I recently watched/listened to an interview with Dr. Ross Greene conducted by Stefan Molyneaux of Free Domain Radio. Usually I turn on long interviews like this to listen to while I pick up the house in the evenings, but I found this one so intriguing I sat down at the computer to take notes, and I'd really like to share them with you.
You can listen to the interview yourself here.
Here's my summary of the interview.
Dr. Ross Greene has a background practicing in family therapy. He found the techniques used to help parents deal with challenging kids wasn't working and asked, "why not?" It had been thought that kids who were not meeting expectations or able to deal with normal challenges needed to be motivated to behave acceptably and reprimanded when they didn't. As it turns out, Dr. Greene found that these "challenging" kids had plenty of motivation, but rather lacked the skill set to deal with normal daily challenges. Some of the skills he mentioned were impulse control, problem solving, and flexibility. What made these kids seem so challenging for their parents was they had an ineffective response to the challenges in their lives.
He found responding to the kids' behavior authoritatively was not fixing their lack of skills. Rewards and punishments are effective for people who need motivation, but children naturally have motivation to do well. What they lack are the skills needed to resolve their problems. Dr. Greene suggests that instead of responding authoritatively, parents need to model a collaborative problem solving paradigm.
Dr. Greene speaks of three approaches to parenting/problem solving. Imposition of adult will, collaborative problem solving, and dropping unsolved problems.
Taking an example of a child not wanting to brush their teeth, he examines each approach.

+ + + + + + +

In the interview summary, which skills does Dr. Greene name as ones that challenging kids lack?

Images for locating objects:
+ + + + + + +

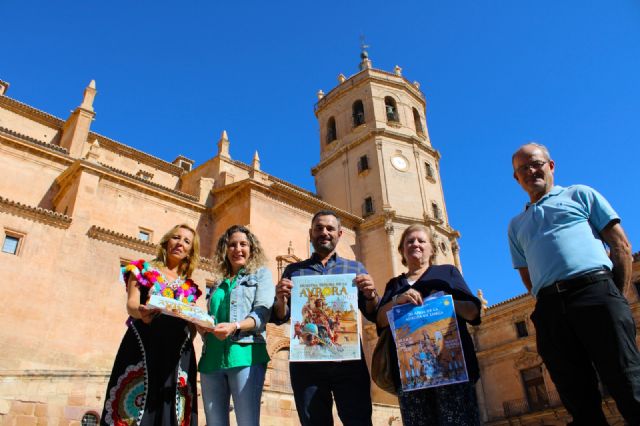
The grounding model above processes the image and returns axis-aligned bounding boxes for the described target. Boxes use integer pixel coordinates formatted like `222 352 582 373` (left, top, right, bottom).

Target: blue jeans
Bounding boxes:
200 364 267 426
288 359 372 426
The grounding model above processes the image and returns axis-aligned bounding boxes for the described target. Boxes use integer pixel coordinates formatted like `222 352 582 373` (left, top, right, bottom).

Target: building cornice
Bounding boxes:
56 160 205 213
88 132 185 177
98 163 199 203
0 197 72 229
359 210 460 240
0 127 71 161
483 293 535 317
0 95 192 176
226 159 320 200
0 95 64 130
87 225 213 272
311 128 440 176
211 177 364 229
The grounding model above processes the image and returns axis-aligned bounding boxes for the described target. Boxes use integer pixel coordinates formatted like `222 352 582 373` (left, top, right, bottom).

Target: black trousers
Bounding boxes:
531 277 640 426
289 360 372 426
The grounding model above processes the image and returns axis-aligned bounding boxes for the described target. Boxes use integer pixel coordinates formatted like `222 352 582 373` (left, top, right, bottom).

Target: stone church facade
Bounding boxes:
0 52 637 425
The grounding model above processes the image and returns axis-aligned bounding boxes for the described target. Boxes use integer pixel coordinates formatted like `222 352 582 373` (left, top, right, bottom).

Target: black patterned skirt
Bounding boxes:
100 315 198 426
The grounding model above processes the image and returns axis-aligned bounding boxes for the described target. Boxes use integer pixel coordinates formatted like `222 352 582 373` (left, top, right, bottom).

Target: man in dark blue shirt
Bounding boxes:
272 210 378 426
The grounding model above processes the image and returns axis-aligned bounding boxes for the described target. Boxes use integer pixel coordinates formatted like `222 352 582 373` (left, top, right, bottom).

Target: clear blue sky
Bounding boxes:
0 0 640 304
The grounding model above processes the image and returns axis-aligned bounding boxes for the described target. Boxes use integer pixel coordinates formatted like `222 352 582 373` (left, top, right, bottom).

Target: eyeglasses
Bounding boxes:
516 160 548 174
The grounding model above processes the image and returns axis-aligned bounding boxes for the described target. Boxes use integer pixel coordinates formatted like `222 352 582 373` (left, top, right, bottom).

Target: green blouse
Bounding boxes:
198 270 269 373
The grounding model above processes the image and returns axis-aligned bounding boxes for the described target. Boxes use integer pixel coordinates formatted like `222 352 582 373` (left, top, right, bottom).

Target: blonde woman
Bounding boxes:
198 225 275 426
100 224 201 426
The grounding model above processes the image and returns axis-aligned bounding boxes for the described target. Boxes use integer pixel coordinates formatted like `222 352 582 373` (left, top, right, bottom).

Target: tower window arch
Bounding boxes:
351 99 364 127
384 96 400 123
327 117 338 143
424 161 435 179
413 108 424 135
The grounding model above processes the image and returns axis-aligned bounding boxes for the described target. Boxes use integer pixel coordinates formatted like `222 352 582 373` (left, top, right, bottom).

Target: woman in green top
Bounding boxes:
198 225 275 426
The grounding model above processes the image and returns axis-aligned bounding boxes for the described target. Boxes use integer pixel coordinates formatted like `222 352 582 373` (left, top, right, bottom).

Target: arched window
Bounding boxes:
384 96 400 123
80 411 100 426
351 99 364 127
424 161 435 179
413 108 424 135
327 117 338 143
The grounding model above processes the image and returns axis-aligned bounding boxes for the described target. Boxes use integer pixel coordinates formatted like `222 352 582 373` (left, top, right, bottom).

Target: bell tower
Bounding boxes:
312 49 460 294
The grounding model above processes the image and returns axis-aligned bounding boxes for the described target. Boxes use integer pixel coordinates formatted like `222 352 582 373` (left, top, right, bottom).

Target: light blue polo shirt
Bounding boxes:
509 185 620 295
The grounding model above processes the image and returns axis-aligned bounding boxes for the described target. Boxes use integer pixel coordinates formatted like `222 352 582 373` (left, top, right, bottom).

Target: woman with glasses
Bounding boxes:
376 224 481 426
198 225 275 426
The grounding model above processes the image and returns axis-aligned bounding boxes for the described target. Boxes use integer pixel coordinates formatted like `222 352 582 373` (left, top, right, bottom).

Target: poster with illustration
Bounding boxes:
387 295 469 391
289 274 362 362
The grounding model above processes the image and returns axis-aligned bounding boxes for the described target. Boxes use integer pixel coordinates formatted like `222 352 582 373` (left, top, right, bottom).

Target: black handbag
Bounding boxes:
371 327 400 396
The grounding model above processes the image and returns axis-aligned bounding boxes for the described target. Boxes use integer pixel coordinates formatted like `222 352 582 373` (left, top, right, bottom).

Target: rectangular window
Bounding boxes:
362 197 374 216
2 233 22 255
358 155 369 173
516 321 529 338
520 367 549 411
138 228 153 242
424 162 433 179
431 203 442 220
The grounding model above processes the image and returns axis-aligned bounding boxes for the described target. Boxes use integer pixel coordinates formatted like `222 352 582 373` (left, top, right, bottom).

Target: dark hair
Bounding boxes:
311 210 342 227
214 225 267 279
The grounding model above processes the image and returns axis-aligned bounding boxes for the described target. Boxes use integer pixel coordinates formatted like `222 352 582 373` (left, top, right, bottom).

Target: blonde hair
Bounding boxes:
151 223 200 278
213 225 267 279
398 223 436 266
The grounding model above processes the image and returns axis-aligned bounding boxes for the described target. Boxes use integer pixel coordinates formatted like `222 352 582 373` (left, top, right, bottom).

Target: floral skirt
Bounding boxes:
398 382 480 426
100 315 198 426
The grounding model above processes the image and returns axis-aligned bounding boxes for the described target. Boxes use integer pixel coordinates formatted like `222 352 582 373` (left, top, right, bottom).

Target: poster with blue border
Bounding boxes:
387 295 469 391
289 274 362 362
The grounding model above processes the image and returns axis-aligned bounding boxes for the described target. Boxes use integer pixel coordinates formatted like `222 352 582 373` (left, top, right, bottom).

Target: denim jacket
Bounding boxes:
229 267 276 343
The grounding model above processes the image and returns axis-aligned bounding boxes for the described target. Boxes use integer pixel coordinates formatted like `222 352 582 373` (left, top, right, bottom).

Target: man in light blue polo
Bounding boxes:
509 143 640 425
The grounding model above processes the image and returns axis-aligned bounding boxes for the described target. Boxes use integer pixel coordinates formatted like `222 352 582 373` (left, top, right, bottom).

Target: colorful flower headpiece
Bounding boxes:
122 260 202 303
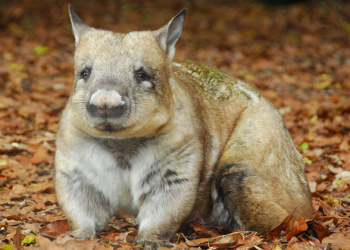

+ + + + + + +

Response to the exercise: Impulse control, problem solving, and flexibility.